Document excerpt:
Selenium May Decrease Chemotherapy Side Effects

Women with ovarian cancer may have fewer side effects from chemotherapy by supplementing with selenium, according to a study in Gynecologic Oncology (2004;93:320–7).

Ovarian cancer is the sixth most common cancer in women. As there may be no symptoms in the early stages, ovarian cancer is often advanced by the time it is diagnosed, at which point it is harder to treat and more likely to be fatal. While its causes are not completely understood, certain risk factors are associated with its development. Women with a first-degree relative (sister, mother) with ovarian cancer have a higher risk of developing the disease. It is also more common in women over 60, and in women who have never had a child or who had a child after age 30.

Treatment for ovarian cancer usually involves a combination of surgery and chemotherapy. The drugs cisplatin (Platinol™) and cyclophosphamide (Cytoxan™) interfere with the growth of cancer cells and are commonly used to treat ovarian cancer. These drugs also affect the health of normal cells, often causing problems including anemia, hair loss, diarrhea, increased susceptibility to infections, and painful sores in the mouth. Other chemotherapy side effects are unusual tiredness, nausea, vomiting, appetite loss, kidney damage, and general feelings of illness (malaise).

Chemotherapy also generates a group of highly reactive molecules called free radicals. These unstable chemicals are responsible for the damage that occurs in normal cells. Antioxidants may help prevent damage to the body’s normal cells by transforming free radicals into less toxic compounds.

Selenium is a component of glutathione peroxidase, an enzyme that acts as a powerful antioxidant. Chemotherapy reduces the amount of selenium in the body, and a deficiency of selenium is associated with more kidney damage from chemotherapy. Selenium has the ability to bind with certain heavy metals including platinum (a component of cisplatin), resulting in a less toxic compound. Selenium may also help protect the body from developing cancer.

The new study examined the effect of selenium as part of an antioxidant formula on the side effects of chemotherapy. The study included 62 women (averaging 50 years of age) with ovarian cancer. All of the participants received standard treatment for ovarian cancer (surgery followed by chemotherapy [cisplatin and cyclophosphamide]). The women were also randomly assigned to receive either (1) an antioxidant formula containing beta-carotene (25,000 IU), vitamin C (200 mg), vitamin E (27 IU), riboflavin (4.5 mg), niacin (45 mg), and selenium (200 mcg); or (2) the same formula without selenium, once a day for three months. The following parameters were measured in all of the participants: type and severity of side effects from chemotherapy, markers of free radical activity in the body, and red and white blood cell numbers.

Activities:
A. Copy the selenium article from the words "Treatment for ovarian cancer usually" through "of illness (malaise).", swapping "nausea" for "queasiness".
B. Write the next part of the article on selenium and chemotherapy side effects, continuing from where it stops.

Listed records:
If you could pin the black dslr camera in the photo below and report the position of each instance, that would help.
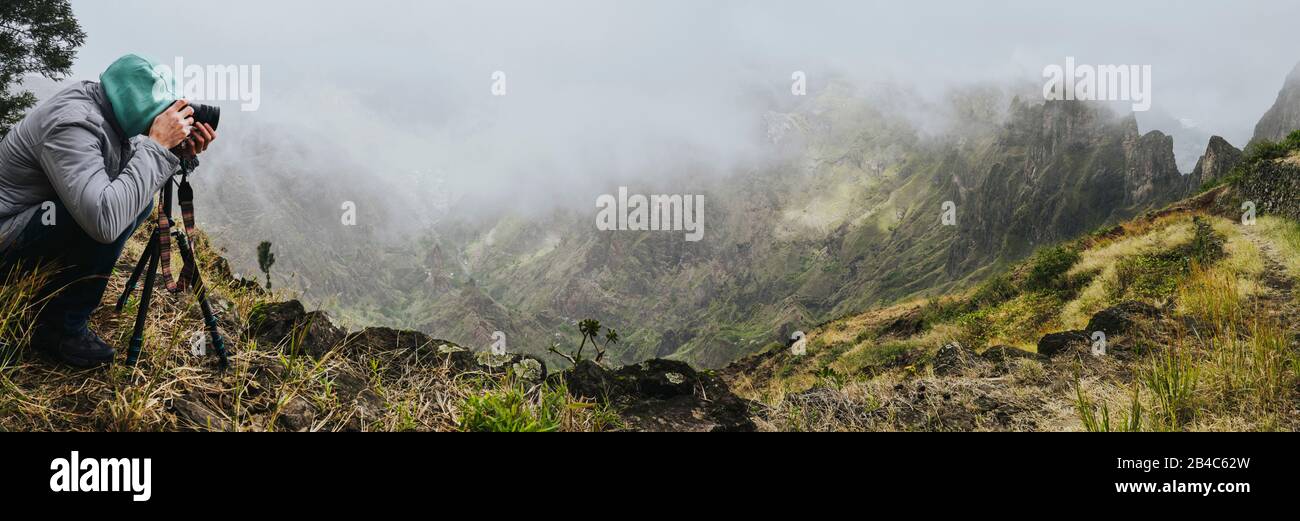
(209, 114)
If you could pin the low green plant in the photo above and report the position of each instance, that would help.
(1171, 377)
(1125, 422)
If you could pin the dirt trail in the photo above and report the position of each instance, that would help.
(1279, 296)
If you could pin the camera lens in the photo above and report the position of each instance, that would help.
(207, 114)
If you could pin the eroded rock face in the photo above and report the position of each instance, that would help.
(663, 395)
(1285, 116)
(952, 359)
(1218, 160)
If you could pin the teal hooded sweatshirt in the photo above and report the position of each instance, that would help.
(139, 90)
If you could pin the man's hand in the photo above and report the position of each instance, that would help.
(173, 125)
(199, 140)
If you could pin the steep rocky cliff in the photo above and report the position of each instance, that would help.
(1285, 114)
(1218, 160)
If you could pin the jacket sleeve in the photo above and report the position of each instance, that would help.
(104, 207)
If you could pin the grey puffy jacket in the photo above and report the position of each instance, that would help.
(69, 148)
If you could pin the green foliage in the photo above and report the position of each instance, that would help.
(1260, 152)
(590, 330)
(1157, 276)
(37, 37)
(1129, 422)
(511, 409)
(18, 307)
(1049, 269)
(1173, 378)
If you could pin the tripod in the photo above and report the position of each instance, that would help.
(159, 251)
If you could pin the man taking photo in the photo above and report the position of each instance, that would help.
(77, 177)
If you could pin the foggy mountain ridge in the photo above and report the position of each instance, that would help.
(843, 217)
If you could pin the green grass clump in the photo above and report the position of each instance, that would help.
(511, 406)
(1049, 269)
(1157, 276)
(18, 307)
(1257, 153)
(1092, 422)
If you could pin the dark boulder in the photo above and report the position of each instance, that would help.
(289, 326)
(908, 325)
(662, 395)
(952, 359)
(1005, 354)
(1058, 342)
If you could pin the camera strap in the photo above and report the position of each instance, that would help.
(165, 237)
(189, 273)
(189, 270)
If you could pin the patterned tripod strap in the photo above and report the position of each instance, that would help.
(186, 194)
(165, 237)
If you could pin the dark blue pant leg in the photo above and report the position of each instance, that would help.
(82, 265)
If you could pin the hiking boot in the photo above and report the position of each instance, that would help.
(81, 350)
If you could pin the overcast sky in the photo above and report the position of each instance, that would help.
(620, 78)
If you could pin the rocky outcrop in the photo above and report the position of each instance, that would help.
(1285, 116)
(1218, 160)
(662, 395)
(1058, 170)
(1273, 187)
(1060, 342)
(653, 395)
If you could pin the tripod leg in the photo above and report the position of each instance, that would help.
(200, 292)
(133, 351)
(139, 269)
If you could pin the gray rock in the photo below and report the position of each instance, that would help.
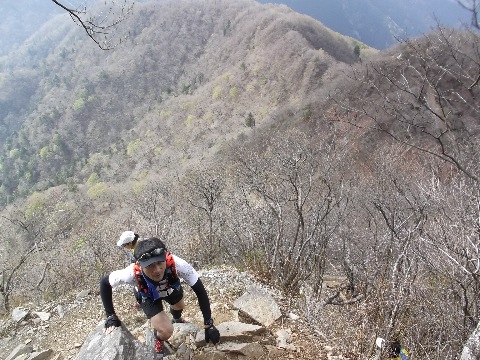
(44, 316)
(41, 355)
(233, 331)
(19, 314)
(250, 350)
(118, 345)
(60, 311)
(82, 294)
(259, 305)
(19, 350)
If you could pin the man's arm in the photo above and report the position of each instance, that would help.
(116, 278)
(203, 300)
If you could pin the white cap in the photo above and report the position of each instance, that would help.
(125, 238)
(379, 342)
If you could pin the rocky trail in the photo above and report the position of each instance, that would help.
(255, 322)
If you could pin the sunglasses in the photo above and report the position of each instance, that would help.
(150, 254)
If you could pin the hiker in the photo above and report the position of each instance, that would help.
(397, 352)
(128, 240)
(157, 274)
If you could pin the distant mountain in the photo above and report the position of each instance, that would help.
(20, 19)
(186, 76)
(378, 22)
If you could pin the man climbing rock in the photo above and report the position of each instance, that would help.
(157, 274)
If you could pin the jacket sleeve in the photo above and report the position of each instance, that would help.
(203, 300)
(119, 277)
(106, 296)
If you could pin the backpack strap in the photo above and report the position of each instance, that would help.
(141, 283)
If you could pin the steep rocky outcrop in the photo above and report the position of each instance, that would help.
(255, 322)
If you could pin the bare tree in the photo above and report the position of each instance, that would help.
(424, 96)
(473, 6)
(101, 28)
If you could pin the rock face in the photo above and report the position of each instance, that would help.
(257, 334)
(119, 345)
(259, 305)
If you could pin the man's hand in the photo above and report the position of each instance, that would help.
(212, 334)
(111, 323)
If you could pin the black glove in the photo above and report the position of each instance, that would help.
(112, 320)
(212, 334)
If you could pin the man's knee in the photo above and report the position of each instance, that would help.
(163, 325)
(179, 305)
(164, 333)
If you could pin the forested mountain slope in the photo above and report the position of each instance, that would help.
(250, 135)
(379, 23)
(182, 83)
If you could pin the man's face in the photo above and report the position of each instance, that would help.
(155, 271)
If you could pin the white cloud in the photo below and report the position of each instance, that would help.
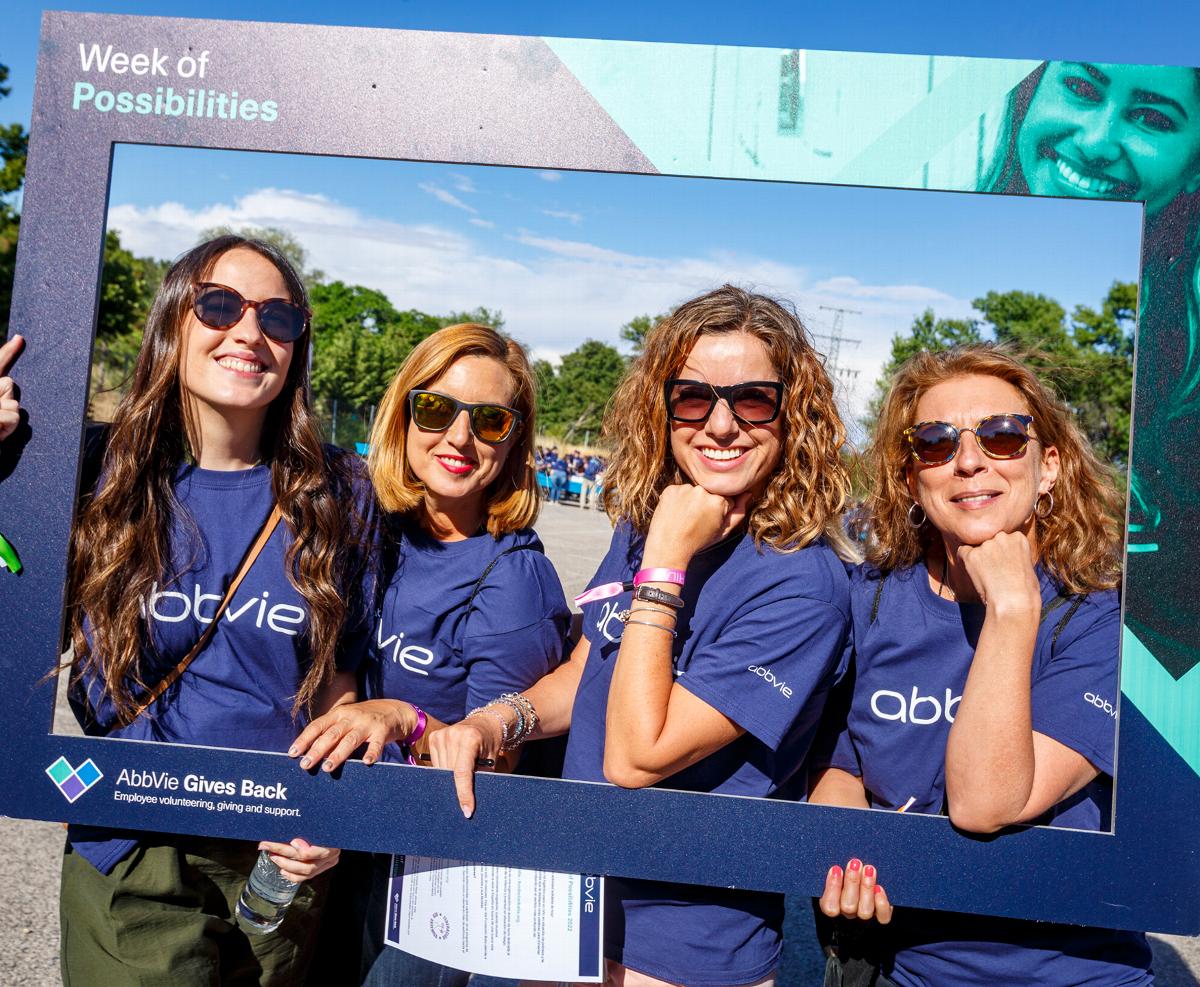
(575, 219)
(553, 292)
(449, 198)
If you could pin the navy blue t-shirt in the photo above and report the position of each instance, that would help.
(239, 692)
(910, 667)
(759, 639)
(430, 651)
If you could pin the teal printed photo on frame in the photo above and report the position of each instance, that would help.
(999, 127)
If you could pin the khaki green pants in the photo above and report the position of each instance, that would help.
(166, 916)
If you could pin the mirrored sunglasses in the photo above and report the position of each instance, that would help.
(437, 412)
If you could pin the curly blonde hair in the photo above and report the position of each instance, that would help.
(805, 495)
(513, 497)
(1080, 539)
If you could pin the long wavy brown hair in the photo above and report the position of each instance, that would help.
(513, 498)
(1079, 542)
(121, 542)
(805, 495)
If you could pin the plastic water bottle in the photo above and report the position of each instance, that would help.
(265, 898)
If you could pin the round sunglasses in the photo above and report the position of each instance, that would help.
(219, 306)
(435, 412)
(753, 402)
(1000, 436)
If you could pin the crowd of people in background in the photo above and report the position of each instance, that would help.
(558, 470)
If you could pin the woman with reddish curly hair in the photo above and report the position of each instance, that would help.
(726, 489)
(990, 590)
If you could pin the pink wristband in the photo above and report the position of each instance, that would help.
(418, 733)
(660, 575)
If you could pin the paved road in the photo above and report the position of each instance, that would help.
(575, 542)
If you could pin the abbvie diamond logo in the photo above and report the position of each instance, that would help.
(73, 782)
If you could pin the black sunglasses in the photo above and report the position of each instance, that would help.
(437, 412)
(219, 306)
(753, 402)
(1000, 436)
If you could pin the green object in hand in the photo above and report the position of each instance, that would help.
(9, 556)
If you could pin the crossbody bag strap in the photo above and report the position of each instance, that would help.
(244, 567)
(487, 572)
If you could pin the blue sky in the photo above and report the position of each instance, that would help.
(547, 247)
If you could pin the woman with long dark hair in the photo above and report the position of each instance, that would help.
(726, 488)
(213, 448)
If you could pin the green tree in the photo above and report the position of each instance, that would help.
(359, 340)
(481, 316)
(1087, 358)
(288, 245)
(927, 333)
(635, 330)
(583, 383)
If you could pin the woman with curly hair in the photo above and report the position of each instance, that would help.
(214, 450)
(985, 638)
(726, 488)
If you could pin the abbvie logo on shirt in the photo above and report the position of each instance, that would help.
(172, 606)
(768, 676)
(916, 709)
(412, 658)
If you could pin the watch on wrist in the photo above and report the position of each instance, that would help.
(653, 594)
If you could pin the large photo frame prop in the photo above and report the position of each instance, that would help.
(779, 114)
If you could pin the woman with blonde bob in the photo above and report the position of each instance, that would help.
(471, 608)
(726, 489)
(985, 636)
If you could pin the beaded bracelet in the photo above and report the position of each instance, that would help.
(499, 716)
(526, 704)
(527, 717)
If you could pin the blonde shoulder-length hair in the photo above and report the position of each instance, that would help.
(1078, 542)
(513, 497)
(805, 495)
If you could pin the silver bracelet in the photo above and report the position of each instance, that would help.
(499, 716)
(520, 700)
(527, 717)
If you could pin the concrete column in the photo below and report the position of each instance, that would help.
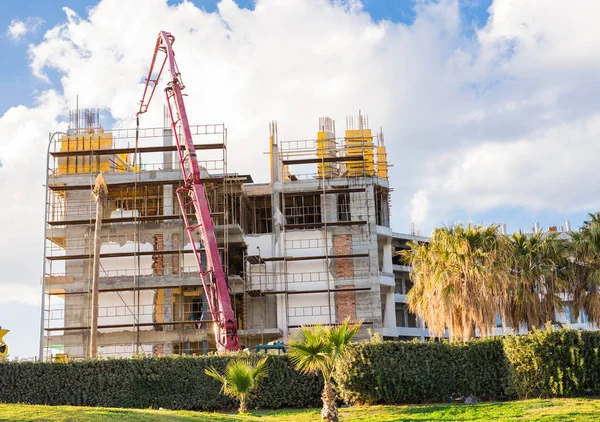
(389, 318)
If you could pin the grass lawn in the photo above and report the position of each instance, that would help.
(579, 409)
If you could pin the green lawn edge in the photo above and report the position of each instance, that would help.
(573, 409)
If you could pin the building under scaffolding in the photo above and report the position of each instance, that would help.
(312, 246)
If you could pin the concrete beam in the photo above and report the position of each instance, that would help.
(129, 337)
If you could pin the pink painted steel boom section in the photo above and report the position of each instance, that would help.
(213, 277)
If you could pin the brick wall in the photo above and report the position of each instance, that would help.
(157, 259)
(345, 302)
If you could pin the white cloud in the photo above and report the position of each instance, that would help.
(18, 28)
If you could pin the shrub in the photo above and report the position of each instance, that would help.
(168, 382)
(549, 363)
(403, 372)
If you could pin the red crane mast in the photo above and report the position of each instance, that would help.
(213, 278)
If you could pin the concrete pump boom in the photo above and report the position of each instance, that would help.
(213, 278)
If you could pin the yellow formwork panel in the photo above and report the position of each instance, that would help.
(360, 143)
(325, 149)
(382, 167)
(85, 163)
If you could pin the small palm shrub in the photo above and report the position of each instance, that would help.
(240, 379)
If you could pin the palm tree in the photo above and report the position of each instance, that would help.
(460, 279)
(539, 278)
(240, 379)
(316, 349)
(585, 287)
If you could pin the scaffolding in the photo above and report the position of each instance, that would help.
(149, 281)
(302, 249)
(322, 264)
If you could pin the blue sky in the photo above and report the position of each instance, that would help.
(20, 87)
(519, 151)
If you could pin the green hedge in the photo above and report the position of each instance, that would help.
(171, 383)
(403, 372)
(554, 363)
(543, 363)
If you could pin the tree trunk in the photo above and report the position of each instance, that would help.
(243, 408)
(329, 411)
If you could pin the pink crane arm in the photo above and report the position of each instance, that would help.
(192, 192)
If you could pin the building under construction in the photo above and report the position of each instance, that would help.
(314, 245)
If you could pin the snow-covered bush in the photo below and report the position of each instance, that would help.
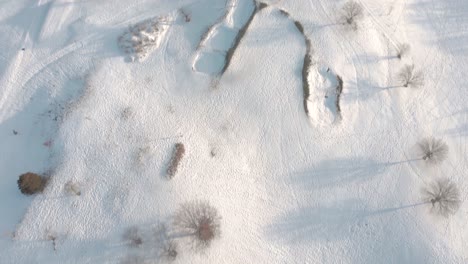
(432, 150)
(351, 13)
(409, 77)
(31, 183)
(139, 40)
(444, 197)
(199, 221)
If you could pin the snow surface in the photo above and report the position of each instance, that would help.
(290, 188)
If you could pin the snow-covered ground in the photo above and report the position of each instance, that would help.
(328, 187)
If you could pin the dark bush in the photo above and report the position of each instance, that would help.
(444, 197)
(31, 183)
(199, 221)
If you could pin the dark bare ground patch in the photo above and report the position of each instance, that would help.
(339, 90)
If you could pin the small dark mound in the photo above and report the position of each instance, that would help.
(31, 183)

Written responses:
A.
Treatment for ovarian cancer usually involves a combination of surgery and chemotherapy. The drugs cisplatin (Platinol™) and cyclophosphamide (Cytoxan™) interfere with the growth of cancer cells and are commonly used to treat ovarian cancer. These drugs also affect the health of normal cells, often causing problems including anemia, hair loss, diarrhea, increased susceptibility to infections, and painful sores in the mouth. Other chemotherapy side effects are unusual tiredness, queasiness, vomiting, appetite loss, kidney damage, and general feelings of illness (malaise).

B.
Women who received selenium had significantly higher amounts of glutathione peroxidase in their red blood cells than the women in the group not receiving selenium, suggesting improved antioxidant activity as a result of selenium supplementation. The selenium-treated group also had significantly more neutrophils, a type of white blood cell responsible for fighting bacterial infections. This finding is important as infections are more likely in people undergoing chemotherapy, and in cancer patients in general. The group receiving selenium also experienced significantly less nausea, vomiting, abdominal pain, flatulence (intestinal gas), mouth sores, hair loss, weakness, malaise, and loss of appetite as a result of chemotherapy than the group without selenium. The incidence of diarrhea was not affected by selenium supplementation.

Antioxidants may significantly benefit people undergoing chemotherapy for cancer. Many antioxidants may be safely taken with chemotherapy drugs; however, consulting with a healthcare provider knowledgeable in drug–nutrient interactions is advisable as certain antioxidants can potentially block the anticancer effect of chemotherapy.

Kimberly Beauchamp, ND, received her bachelor’s degree from the University of Rhode Island and her Doctorate of Naturopathic Medicine from Bastyr University in Kenmore, WA. She is a co-founder and practicing physician at South County Naturopaths, Inc., in Wakefield, RI. Dr. Beauchamp teaches holistic medicine classes and provides consultations focusing on detoxification and whole-foods nutrition.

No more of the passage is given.